Not long after my visit to Henrica’s, I was introduced to a Chinese Guyanese restaurant called Happy Garden in Jamaica, New York, where jerk chicken fried rice appeared alongside Guyanese dishes and typical Chinese American ones. Then I heard about a Chinese Indian restaurant in New York City called Chinese Mirch. There I sampled wildly spicy Sichuan vegetarian fried rice (page 265), made with basmati rice, and Chicken Manchurian (page 142), a scrumptious stir-fry generously spiced with fresh chilies. The Indian American owner brought me into the kitchen to meet his Cantonese chefs. He explained to me his cooks were trained to use the Chinese stir-fry technique, but with ingredients suited to the Indian palate and without the pork, beef, rice wine, or alcohol that are prohibited, in accordance with Muslim and Hindu dietary laws.
When I came across Chinese Restaurants, a fifteen-part documentary series produced by Cheuk Kwan, a Chinese Canadian documentary filmmaker, I was fascinated to follow Kwan’s exploration of Chinese restaurants in such unlikely places as Mauritius, Turkey, Argentina, Trinidad, and Israel. In my naiveté it had never occurred to me that the Chinese had immigrated to such disparate countries. In fact, seven and a half million Chinese left southern China at the beginning of the nineteenth century because of economic poverty, with the vast majority remaining in Southeast Asia. Chinese migration continues to this day to the far corners of the globe. I began to ponder whether Chinese immigrants living abroad learned to adapt their cooking to local tastes and if they always continued the traditions of stir-frying. Were there other stir-fries like jerk chicken fried rice, invented when the tastes of two cultures merged?
My search for stir-fry recipes ultimately evolved into an almost anthropological examination of the Chinese immigrant experience worldwide as expressed through the stir-fry. I visited restaurants that served Chinese Peruvian, Chinese Mexican, Chinese Dutch, Chinese Guyanese, Chinese Indian, Chinese German, Chinese Vietnamese, Chinese Jamaican, Chinese Cuban, and, of course, Chinese American food, observing that these unique Chinese restaurants had learned to adjust their cooking to cater to the mainstream tastes of their clientele. I located Chinese whose families had immigrated to Peru, Trinidad, New Zealand, Fiji, Indonesia, Jamaica, Libya, Holland, India, South Africa, Burma, and Germany. I conducted cooking interviews and tasted stir-fries that fused various culinary traditions. These interviews often revealed the unimaginable hardships experienced by Chinese immigrants living without Chinese communities. Many of the people I met recounted how a stir-fry’s aromas and tastes eased their sense of displacement, providing comfort as they adapted to foreign customs, language, and climate. Often cooks had to simplify classic dishes; at other times they substituted, embellished, or combined local ingredients and the popular tastes of their new culture with intriguing and mixed results. Some families even learned to grow Chinese vegetables and make their own tofu.

Exercise task 1:
Answer these questions from the passage:
(a) What restaurant in Jamaica, New York, served jerk chicken fried rice?
(b) How many parts are in the documentary series produced by Cheuk Kwan?
(c) Besides growing Chinese vegetables, what did some families learn to make?

Dataset records
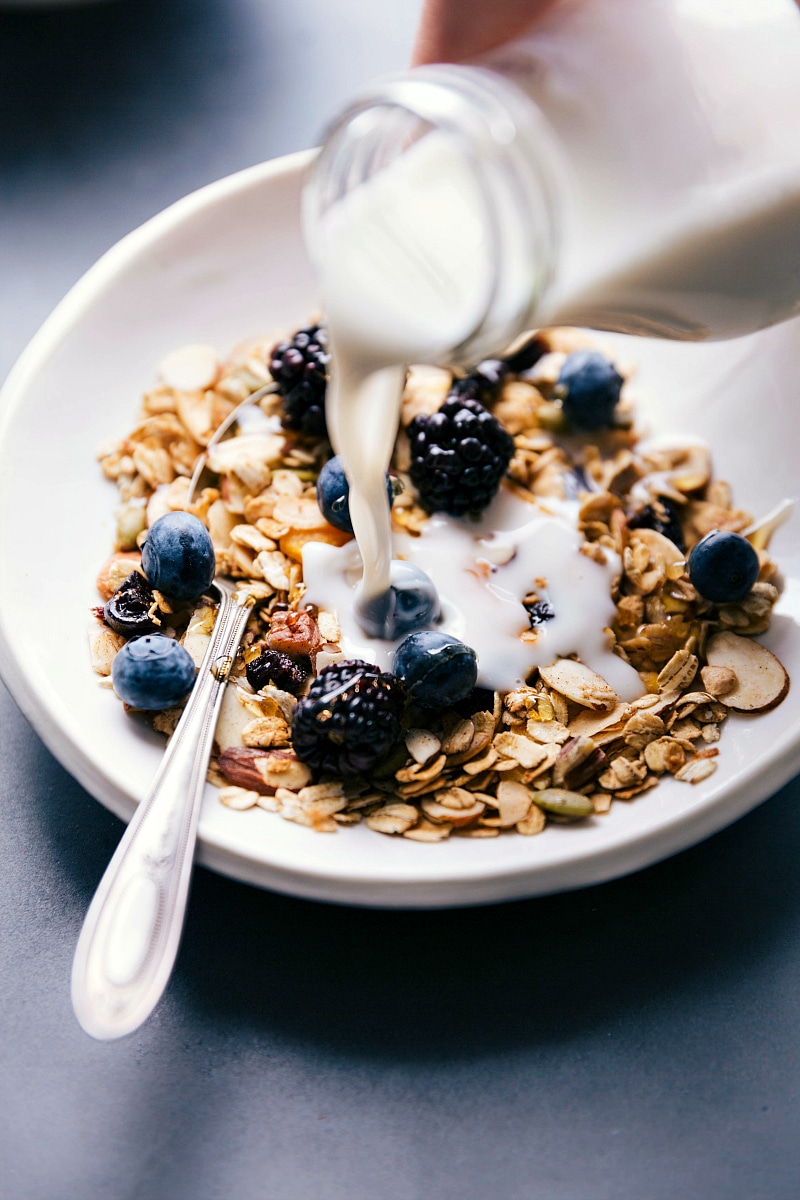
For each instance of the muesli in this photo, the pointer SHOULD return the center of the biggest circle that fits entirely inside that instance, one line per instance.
(559, 748)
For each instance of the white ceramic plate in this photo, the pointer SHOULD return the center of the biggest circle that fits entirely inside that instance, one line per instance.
(227, 263)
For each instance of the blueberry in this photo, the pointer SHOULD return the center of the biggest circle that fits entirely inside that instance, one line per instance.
(334, 495)
(589, 387)
(178, 556)
(437, 669)
(152, 672)
(723, 567)
(411, 603)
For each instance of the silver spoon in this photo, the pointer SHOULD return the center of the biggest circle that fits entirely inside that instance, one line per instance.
(131, 934)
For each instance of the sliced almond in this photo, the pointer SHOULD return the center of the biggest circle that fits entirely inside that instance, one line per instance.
(456, 817)
(762, 682)
(392, 819)
(519, 748)
(578, 683)
(422, 745)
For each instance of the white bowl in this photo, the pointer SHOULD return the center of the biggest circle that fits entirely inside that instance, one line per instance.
(227, 263)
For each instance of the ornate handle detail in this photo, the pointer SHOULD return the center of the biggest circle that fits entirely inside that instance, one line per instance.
(130, 937)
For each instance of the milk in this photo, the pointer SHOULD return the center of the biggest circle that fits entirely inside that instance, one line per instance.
(678, 180)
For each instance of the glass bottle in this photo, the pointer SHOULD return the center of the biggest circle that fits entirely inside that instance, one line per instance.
(629, 165)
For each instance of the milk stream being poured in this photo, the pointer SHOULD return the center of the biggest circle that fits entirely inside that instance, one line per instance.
(650, 244)
(480, 570)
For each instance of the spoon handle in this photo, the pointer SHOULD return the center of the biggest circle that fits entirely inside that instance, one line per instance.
(130, 937)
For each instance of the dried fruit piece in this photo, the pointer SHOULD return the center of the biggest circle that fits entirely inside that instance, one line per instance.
(263, 771)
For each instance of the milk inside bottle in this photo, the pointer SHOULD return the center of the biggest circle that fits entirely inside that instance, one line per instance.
(629, 165)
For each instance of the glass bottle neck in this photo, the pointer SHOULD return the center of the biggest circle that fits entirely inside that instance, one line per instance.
(455, 180)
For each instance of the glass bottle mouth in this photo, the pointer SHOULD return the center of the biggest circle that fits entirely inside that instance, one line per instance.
(507, 161)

Exercise task 2: Count the lines in the listing that contain the word "sliced", and give only the number.

Full answer 1:
(a) Happy Garden
(b) Fifteen
(c) Their own tofu

Full answer 2: 1